(RECORDS TO PROCESS)

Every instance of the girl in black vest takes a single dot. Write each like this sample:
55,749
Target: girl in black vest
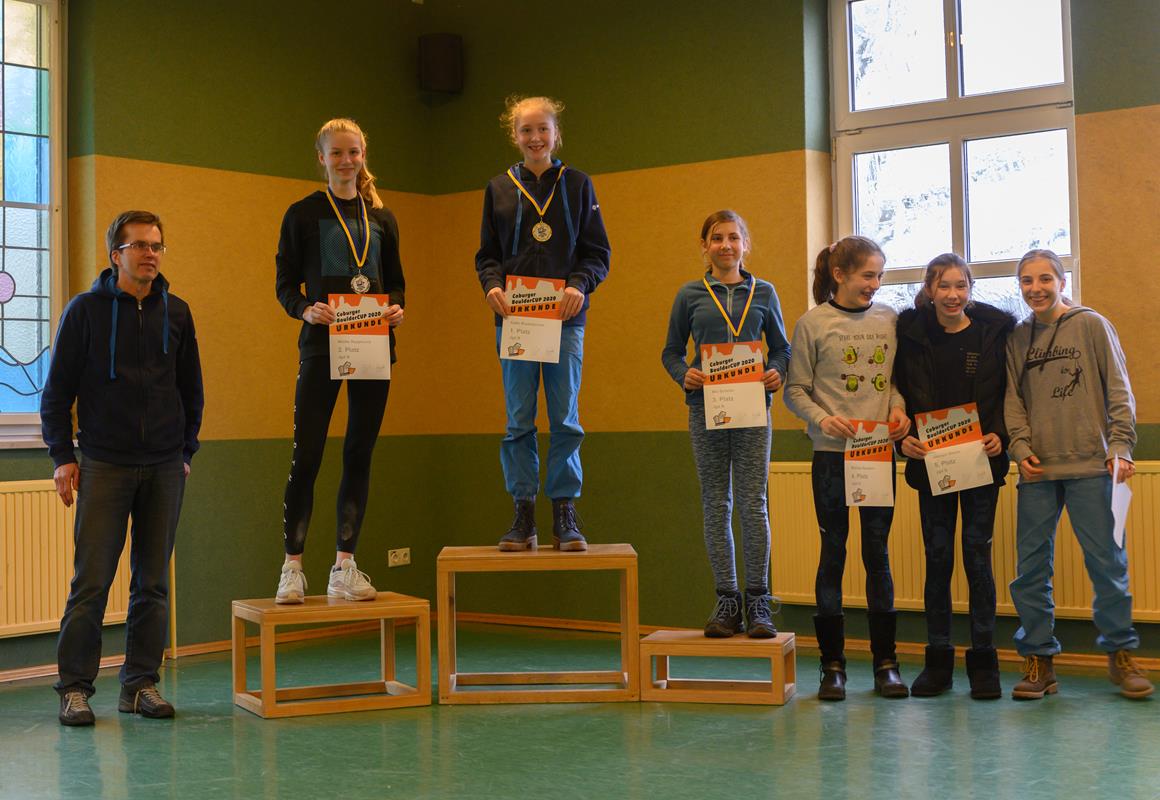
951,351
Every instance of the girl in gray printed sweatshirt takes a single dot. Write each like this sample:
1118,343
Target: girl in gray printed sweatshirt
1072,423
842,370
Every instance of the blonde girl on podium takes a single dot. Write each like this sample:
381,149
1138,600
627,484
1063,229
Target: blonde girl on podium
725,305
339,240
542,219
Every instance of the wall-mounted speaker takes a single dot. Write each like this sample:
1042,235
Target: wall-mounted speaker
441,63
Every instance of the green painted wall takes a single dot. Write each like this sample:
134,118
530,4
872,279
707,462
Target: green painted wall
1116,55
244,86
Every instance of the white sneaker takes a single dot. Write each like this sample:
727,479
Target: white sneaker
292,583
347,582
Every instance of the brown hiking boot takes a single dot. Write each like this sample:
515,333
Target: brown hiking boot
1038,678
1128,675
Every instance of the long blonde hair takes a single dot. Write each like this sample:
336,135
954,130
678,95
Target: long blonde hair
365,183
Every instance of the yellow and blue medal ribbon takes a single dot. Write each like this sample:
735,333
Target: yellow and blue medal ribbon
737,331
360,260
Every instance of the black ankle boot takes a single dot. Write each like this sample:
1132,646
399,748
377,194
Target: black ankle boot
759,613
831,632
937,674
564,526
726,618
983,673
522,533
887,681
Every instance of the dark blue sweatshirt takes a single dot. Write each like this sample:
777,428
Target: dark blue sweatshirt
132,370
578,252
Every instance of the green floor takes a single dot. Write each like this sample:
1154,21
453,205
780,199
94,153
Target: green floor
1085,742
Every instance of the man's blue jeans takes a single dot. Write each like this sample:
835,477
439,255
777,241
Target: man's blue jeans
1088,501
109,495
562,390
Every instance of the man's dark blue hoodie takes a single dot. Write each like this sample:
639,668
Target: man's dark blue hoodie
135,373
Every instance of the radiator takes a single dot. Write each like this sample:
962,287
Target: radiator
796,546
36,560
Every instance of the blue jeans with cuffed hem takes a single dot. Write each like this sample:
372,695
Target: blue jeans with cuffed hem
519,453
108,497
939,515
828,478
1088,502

(End RECORDS TO PROCESS)
(RECORDS TO PROCESS)

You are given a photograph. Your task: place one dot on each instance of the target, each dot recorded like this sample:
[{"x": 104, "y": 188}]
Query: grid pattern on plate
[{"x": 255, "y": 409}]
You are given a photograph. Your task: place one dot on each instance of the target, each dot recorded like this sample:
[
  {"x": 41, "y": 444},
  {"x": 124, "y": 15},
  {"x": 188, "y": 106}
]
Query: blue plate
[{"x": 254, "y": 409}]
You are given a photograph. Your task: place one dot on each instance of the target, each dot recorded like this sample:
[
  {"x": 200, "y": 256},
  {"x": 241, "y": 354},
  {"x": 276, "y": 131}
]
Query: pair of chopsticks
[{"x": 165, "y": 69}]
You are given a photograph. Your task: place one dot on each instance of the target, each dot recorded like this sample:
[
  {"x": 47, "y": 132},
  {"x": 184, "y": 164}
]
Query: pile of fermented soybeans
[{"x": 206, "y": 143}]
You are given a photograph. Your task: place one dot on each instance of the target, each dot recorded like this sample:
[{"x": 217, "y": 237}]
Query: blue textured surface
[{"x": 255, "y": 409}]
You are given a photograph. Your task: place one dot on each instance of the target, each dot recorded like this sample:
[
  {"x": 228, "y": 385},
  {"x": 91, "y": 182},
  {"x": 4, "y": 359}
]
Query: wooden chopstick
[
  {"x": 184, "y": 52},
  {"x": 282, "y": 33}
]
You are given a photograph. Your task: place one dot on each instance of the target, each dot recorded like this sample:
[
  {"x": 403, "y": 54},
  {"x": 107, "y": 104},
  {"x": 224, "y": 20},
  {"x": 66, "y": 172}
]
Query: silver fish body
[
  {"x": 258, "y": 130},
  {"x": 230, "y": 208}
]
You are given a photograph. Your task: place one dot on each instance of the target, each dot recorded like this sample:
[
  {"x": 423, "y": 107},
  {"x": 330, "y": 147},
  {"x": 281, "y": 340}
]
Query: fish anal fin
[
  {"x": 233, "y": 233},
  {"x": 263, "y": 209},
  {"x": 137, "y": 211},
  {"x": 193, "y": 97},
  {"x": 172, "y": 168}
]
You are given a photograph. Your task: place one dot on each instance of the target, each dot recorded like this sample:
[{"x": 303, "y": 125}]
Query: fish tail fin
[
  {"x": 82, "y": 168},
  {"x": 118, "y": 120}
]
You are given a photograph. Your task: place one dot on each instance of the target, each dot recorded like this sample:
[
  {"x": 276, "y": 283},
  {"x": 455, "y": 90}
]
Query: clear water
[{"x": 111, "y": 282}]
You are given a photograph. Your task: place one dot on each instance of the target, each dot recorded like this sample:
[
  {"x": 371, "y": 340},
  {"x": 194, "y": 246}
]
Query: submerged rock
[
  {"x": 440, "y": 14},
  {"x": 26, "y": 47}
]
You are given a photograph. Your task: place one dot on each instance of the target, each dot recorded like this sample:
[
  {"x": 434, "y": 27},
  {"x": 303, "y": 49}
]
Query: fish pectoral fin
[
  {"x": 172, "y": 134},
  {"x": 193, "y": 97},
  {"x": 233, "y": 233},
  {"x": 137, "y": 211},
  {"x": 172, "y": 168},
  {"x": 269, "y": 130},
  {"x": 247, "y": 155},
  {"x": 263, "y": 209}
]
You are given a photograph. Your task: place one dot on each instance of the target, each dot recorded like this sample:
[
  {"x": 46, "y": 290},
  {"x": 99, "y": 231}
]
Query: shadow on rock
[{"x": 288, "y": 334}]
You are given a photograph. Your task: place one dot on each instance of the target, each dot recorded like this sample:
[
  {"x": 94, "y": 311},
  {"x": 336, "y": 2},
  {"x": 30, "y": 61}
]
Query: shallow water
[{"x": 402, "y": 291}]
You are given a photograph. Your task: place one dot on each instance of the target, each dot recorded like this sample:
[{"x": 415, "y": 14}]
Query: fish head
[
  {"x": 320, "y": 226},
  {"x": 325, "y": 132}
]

(End RECORDS TO PROCESS)

TASK — Only the lines above from the one with "Every instance of the girl in black" to the one with "Every instance of the blonde" should be printed, both included and exactly as written; no picture belongs in the copy.

COMPLETED EXERCISE —
Every instance of the girl in black vest takes a single dot. Write each like this sample:
55,749
Target: girl in black vest
951,351
Every instance of the girl in gray printed sweatshirt takes a single dot. Write each like this sample:
1118,343
Target: girl in gray printed sweatshirt
1072,423
842,370
Every instance of the blonde girl on podium takes a single dot. Write each like this sample:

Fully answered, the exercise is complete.